Records for processing:
------------------------------------
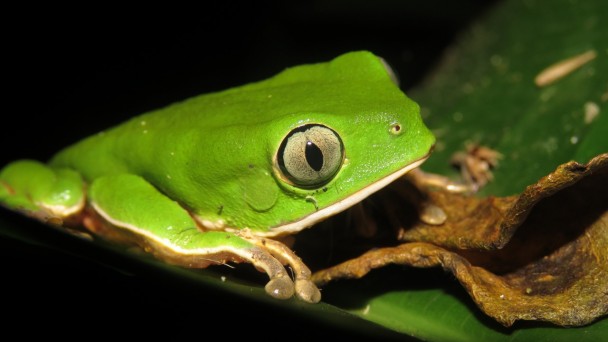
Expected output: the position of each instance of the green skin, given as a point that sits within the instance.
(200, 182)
------------------------------------
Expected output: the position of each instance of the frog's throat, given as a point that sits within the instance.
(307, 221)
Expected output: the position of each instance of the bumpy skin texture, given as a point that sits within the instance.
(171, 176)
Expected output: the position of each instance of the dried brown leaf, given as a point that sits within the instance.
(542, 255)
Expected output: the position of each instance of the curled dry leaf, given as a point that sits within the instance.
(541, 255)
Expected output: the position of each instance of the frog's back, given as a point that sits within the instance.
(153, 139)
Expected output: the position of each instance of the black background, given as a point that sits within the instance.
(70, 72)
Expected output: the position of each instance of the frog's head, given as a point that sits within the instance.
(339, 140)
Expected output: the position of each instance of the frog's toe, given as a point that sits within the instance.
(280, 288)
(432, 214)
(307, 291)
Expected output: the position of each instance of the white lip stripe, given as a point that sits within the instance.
------------------------------------
Work instruction: For this task, write out exactly the lines of the entries above, starting at the line with "frog's head, given" and ending at the line with "Expected output: the position of each instance of the white", both included, and no others.

Answer space:
Expected output: the position of each instance of the frog's head, given as a point that sits within the instance.
(339, 140)
Expected output: the position of each instance of the frog's toe, given as a point that sits within the instance.
(280, 288)
(432, 214)
(307, 291)
Expected output: the position of each instance of the white lip stripe, given as a point that sits within the instance.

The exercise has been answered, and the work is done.